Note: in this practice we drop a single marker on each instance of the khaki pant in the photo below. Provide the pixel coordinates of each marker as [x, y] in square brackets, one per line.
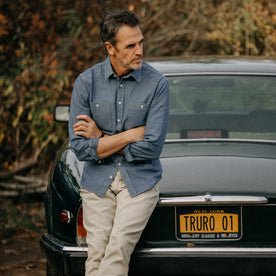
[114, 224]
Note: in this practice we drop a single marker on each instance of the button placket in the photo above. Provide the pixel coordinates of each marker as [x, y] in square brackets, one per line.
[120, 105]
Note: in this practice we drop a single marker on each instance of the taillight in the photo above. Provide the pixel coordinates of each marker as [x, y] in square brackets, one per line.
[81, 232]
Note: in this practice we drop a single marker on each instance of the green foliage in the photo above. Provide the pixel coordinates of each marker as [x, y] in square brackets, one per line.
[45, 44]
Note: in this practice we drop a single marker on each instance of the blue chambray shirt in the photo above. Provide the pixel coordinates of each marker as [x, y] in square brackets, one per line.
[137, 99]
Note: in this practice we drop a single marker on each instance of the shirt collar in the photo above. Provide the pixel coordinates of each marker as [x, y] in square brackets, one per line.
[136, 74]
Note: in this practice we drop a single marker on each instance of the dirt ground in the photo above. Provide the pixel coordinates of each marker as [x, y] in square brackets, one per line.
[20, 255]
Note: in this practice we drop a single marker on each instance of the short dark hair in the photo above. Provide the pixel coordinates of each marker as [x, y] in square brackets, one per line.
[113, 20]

◆ **Stated goal**
Put the records into a numbered list, starting at the line that contains "of the short" and stopping after the final line of the records. Leave out any blank lines.

◆ **Exercise result**
1. Note: in this practice we drop a single marker on each instance of the short dark hair in the photo above. Provide the pixel coordinates of each marker as [x, y] in square brackets, one per line.
2. [113, 20]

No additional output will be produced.